## Instructions for the task
Skipping all pictures, set down the lines of the listing from the first through the one with "TARGET: wooden sofa leg".

## Available data
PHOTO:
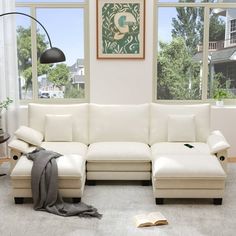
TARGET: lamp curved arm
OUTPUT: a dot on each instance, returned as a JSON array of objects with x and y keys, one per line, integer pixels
[
  {"x": 24, "y": 14},
  {"x": 51, "y": 55}
]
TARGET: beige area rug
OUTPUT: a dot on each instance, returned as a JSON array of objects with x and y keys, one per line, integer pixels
[{"x": 119, "y": 203}]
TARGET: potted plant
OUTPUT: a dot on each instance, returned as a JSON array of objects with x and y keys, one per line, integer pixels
[{"x": 3, "y": 105}]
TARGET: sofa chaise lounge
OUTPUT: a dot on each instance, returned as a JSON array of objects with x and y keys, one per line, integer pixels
[{"x": 145, "y": 142}]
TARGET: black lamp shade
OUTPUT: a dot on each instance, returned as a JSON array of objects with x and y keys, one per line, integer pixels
[{"x": 52, "y": 55}]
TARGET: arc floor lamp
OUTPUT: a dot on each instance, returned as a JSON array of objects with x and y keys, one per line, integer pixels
[{"x": 51, "y": 55}]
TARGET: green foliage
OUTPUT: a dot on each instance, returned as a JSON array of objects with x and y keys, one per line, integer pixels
[
  {"x": 5, "y": 103},
  {"x": 73, "y": 92},
  {"x": 186, "y": 25},
  {"x": 59, "y": 75},
  {"x": 220, "y": 89},
  {"x": 178, "y": 74},
  {"x": 24, "y": 54}
]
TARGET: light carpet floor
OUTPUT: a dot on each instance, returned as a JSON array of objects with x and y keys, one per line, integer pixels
[{"x": 119, "y": 203}]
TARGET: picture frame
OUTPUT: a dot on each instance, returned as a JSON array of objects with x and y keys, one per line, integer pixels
[{"x": 120, "y": 29}]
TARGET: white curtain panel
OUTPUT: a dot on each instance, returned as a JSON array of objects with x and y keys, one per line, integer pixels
[{"x": 9, "y": 86}]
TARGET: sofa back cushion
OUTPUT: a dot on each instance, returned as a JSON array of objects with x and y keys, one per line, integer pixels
[
  {"x": 119, "y": 123},
  {"x": 160, "y": 114},
  {"x": 78, "y": 112}
]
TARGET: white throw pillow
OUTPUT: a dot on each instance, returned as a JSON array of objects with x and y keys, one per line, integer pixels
[
  {"x": 58, "y": 128},
  {"x": 19, "y": 145},
  {"x": 181, "y": 128},
  {"x": 29, "y": 135}
]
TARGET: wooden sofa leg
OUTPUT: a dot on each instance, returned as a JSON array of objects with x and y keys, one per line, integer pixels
[
  {"x": 76, "y": 199},
  {"x": 146, "y": 183},
  {"x": 19, "y": 200},
  {"x": 217, "y": 201},
  {"x": 159, "y": 201},
  {"x": 91, "y": 182}
]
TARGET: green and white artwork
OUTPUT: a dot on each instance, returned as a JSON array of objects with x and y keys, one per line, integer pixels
[{"x": 120, "y": 29}]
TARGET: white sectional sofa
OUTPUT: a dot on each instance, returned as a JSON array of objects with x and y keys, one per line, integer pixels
[{"x": 126, "y": 142}]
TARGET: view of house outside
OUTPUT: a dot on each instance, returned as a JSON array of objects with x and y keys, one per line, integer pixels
[
  {"x": 61, "y": 80},
  {"x": 180, "y": 37}
]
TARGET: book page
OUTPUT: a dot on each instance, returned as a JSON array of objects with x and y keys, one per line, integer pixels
[
  {"x": 157, "y": 218},
  {"x": 142, "y": 220},
  {"x": 150, "y": 219}
]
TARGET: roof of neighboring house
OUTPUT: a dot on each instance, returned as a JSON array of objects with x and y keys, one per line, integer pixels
[
  {"x": 78, "y": 63},
  {"x": 222, "y": 55},
  {"x": 78, "y": 79}
]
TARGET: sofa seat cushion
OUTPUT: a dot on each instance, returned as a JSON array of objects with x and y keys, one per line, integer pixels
[
  {"x": 187, "y": 166},
  {"x": 173, "y": 148},
  {"x": 118, "y": 151},
  {"x": 66, "y": 148},
  {"x": 119, "y": 166},
  {"x": 71, "y": 172}
]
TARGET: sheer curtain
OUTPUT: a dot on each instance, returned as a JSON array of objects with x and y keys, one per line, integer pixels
[{"x": 8, "y": 65}]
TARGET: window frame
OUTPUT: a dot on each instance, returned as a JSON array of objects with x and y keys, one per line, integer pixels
[
  {"x": 206, "y": 7},
  {"x": 33, "y": 6}
]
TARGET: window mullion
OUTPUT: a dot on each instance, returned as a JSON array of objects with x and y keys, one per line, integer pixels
[
  {"x": 34, "y": 55},
  {"x": 205, "y": 53}
]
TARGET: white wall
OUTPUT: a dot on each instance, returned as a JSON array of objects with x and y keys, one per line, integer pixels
[{"x": 120, "y": 81}]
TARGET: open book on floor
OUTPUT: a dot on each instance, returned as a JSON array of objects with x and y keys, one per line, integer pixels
[{"x": 150, "y": 219}]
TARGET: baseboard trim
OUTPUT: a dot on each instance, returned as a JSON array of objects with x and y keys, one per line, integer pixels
[{"x": 232, "y": 159}]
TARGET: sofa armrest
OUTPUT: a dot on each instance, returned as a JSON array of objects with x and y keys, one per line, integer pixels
[
  {"x": 217, "y": 142},
  {"x": 17, "y": 149}
]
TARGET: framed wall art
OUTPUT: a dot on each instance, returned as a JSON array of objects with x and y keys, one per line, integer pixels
[{"x": 120, "y": 29}]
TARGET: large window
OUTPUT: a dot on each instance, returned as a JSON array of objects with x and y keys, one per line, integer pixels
[
  {"x": 195, "y": 49},
  {"x": 65, "y": 23}
]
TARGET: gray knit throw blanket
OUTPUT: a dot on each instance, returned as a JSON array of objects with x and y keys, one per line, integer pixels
[{"x": 44, "y": 184}]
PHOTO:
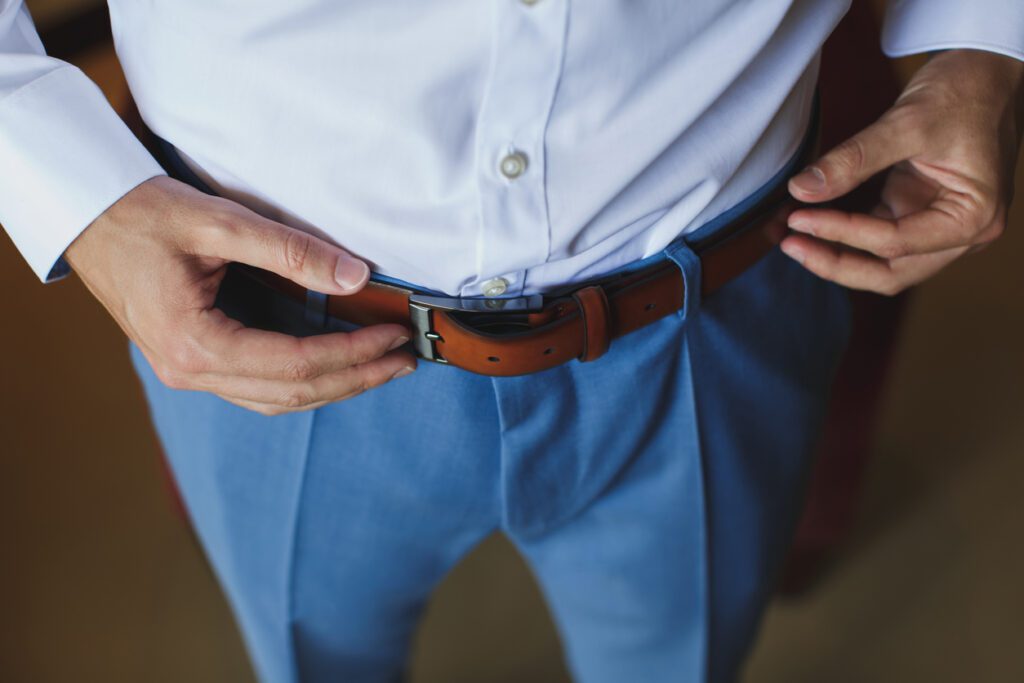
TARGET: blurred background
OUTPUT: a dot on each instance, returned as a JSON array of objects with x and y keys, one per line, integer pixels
[{"x": 908, "y": 567}]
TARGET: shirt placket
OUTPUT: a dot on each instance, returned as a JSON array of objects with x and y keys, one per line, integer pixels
[{"x": 526, "y": 63}]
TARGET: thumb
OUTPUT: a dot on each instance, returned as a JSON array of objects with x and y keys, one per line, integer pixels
[
  {"x": 299, "y": 256},
  {"x": 846, "y": 167}
]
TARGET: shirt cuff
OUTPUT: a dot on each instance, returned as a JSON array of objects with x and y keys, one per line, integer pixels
[
  {"x": 67, "y": 157},
  {"x": 924, "y": 26}
]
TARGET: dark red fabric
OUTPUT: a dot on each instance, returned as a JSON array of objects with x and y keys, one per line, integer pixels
[{"x": 857, "y": 85}]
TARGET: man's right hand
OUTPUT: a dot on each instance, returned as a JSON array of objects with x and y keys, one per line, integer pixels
[{"x": 156, "y": 259}]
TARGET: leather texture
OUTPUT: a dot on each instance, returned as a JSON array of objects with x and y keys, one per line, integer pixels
[{"x": 580, "y": 324}]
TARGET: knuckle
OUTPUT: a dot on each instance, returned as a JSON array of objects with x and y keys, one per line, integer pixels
[
  {"x": 169, "y": 378},
  {"x": 300, "y": 370},
  {"x": 267, "y": 411},
  {"x": 890, "y": 288},
  {"x": 183, "y": 358},
  {"x": 296, "y": 398},
  {"x": 296, "y": 247},
  {"x": 893, "y": 250}
]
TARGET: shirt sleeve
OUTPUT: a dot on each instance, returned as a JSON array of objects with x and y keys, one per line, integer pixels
[
  {"x": 924, "y": 26},
  {"x": 65, "y": 154}
]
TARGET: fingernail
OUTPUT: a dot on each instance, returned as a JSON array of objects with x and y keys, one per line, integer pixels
[
  {"x": 811, "y": 179},
  {"x": 408, "y": 370},
  {"x": 796, "y": 253},
  {"x": 349, "y": 272},
  {"x": 801, "y": 223}
]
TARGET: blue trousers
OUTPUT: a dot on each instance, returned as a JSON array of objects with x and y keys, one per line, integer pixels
[{"x": 652, "y": 493}]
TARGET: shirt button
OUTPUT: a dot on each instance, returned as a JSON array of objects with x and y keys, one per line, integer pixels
[
  {"x": 514, "y": 165},
  {"x": 496, "y": 287}
]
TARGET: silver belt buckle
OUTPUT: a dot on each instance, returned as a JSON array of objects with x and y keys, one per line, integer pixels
[{"x": 421, "y": 308}]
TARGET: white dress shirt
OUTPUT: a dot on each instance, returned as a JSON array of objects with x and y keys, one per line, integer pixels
[{"x": 472, "y": 146}]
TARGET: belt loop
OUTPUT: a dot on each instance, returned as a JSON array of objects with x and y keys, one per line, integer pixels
[
  {"x": 689, "y": 263},
  {"x": 315, "y": 309}
]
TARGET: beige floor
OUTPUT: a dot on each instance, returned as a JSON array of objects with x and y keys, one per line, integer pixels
[{"x": 99, "y": 580}]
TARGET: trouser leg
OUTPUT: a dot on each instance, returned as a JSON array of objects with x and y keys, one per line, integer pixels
[
  {"x": 664, "y": 577},
  {"x": 328, "y": 529}
]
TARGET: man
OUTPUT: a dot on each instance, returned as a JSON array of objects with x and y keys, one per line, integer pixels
[{"x": 489, "y": 152}]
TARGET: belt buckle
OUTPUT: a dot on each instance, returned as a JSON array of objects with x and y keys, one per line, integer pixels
[{"x": 421, "y": 315}]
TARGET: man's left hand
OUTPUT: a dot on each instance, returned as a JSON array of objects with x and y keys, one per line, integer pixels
[{"x": 950, "y": 144}]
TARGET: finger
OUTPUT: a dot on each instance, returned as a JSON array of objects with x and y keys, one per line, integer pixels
[
  {"x": 863, "y": 271},
  {"x": 871, "y": 151},
  {"x": 313, "y": 393},
  {"x": 223, "y": 346},
  {"x": 265, "y": 409},
  {"x": 924, "y": 231},
  {"x": 297, "y": 255}
]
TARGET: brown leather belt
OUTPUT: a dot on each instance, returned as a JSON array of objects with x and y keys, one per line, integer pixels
[{"x": 518, "y": 336}]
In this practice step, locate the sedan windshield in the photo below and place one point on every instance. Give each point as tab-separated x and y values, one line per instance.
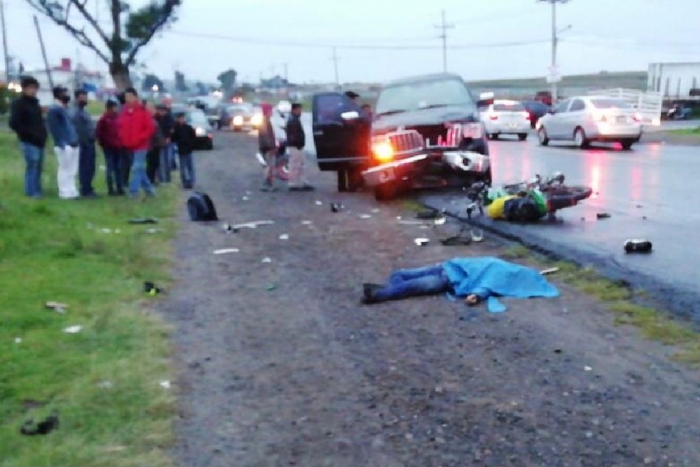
610	104
422	95
514	107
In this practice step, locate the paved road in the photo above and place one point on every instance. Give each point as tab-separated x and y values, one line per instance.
650	192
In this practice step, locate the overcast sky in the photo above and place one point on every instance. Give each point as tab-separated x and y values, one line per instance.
381	40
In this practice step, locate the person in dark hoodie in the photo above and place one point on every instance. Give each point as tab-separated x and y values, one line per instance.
27	121
107	133
65	141
184	137
296	140
85	128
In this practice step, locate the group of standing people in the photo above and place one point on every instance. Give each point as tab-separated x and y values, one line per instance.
127	135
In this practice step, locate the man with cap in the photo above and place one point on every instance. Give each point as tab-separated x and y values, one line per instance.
27	121
66	145
85	128
107	133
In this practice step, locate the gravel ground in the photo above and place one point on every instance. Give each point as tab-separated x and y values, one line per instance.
279	364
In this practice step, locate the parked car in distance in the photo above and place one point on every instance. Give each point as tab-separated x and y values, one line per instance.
536	109
586	119
244	117
505	117
198	119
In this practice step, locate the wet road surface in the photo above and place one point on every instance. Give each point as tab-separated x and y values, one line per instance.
650	192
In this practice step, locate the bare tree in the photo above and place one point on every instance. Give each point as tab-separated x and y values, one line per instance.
119	45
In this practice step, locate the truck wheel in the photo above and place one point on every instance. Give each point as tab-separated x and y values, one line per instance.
385	192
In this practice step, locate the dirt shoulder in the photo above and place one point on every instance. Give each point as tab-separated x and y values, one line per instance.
280	365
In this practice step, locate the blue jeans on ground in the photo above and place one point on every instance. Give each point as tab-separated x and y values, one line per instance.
164	164
113	161
186	169
406	283
139	179
34	159
86	168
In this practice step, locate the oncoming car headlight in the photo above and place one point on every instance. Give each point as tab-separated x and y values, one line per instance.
383	151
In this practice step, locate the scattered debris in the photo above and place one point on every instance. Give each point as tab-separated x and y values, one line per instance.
638	246
150	288
224	251
143	220
44	427
57	307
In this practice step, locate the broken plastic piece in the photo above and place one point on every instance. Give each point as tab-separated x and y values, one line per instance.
143	220
224	251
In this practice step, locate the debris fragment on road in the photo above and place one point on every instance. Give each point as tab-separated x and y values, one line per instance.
224	251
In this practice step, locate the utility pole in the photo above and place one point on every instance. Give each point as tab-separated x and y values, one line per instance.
444	27
43	51
554	76
4	42
335	59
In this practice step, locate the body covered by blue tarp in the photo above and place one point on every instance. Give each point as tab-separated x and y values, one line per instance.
490	277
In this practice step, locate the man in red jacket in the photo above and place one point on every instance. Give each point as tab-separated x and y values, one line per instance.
107	133
136	128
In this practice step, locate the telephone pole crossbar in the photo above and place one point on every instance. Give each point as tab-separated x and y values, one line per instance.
444	27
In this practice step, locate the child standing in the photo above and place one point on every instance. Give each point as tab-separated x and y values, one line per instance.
184	137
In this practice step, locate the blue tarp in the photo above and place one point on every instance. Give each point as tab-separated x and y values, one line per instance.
490	277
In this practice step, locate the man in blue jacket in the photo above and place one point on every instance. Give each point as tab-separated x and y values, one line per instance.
473	279
65	140
27	121
85	128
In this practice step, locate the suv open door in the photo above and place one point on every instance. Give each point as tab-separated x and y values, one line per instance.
341	135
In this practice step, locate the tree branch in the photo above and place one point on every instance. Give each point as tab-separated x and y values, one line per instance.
167	12
89	18
51	11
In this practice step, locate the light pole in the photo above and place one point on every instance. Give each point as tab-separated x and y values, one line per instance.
554	77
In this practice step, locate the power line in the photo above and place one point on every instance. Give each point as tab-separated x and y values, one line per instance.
444	27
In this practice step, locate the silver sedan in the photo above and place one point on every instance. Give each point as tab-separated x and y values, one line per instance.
587	119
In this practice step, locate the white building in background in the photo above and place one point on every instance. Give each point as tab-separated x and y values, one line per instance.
674	80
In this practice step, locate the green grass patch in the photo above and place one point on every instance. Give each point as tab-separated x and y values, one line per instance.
105	380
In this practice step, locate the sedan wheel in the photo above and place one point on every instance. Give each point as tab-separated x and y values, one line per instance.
580	138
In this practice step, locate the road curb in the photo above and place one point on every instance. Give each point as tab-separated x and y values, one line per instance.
677	300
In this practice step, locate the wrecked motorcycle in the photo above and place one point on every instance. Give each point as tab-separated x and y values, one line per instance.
526	201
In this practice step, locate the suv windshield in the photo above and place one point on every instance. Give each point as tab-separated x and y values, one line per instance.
609	104
514	107
422	95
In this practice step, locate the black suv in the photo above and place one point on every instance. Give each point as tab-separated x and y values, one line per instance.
426	133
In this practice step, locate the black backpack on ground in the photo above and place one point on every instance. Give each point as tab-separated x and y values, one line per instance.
201	208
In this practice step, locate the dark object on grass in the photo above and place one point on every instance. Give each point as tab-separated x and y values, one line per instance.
638	246
201	208
44	427
150	288
143	220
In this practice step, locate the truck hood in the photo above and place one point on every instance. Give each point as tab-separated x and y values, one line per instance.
435	116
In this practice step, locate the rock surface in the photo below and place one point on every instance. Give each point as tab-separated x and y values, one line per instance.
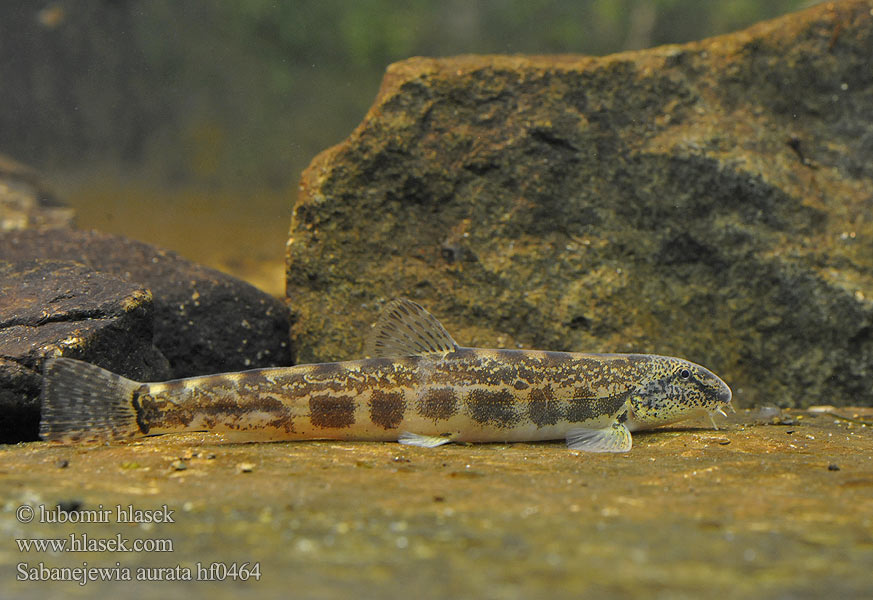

## Answer section
PHOTO:
TARGET: lamp curved arm
OUTPUT: a dot on each instance, returned as a JSON array of objects with x and y keys, one per line, integer pixels
[
  {"x": 24, "y": 14},
  {"x": 51, "y": 55}
]
TARGET: beige area rug
OUTPUT: a dot on each instance, returned as a JSON array of objects with x and y keys, one per line, integer pixels
[{"x": 119, "y": 203}]
TARGET: potted plant
OUTPUT: a dot on each instance, returned as a JSON array of objects with x and y keys, one per line, integer pixels
[{"x": 3, "y": 105}]
TARGET: sofa chaise lounge
OUTPUT: a dot on each instance, returned as a JSON array of objects with x and y keys, one per line, integer pixels
[{"x": 145, "y": 142}]
TARGET: black lamp shade
OUTPUT: a dot on each instance, returned as a JSON array of objects with x and y keys, one per line, integer pixels
[{"x": 52, "y": 55}]
TARGET: arc floor lamp
OUTPUT: a dot on each instance, returned as a JSON array of objects with x and y keys, one per line, integer pixels
[{"x": 51, "y": 55}]
TARGET: green foliage
OUTPUT: a dot on each instance, returned as a JSON array of objects with x and y keys, one per line, integer pixels
[
  {"x": 5, "y": 103},
  {"x": 73, "y": 92},
  {"x": 186, "y": 25},
  {"x": 59, "y": 75},
  {"x": 220, "y": 89},
  {"x": 178, "y": 74},
  {"x": 24, "y": 54}
]
TARGET: light carpet floor
OUTPUT: a dot on each instance, returned as a JSON array of objects with x and y keys, one per line, integer pixels
[{"x": 119, "y": 203}]
TARGET: picture frame
OUTPUT: a dot on each instance, returned as a JSON array of objects with x and y keys, one per line, integer pixels
[{"x": 120, "y": 29}]
TARGET: white curtain panel
OUTPUT: a dot on each instance, returned as a JSON array of objects with x and y keys, one per line, integer pixels
[{"x": 9, "y": 86}]
TARGET: sofa back cushion
OUTPUT: a dot on each instance, returned as a JSON array of objects with x and y keys, one per line, integer pixels
[
  {"x": 119, "y": 123},
  {"x": 160, "y": 114},
  {"x": 78, "y": 112}
]
TARGET: white throw pillow
OUTPUT: a dot on each instance, returned as a JSON array of objects with x and y keys, one per line, integer pixels
[
  {"x": 58, "y": 128},
  {"x": 19, "y": 145},
  {"x": 181, "y": 128},
  {"x": 29, "y": 135}
]
TARGET: wooden sofa leg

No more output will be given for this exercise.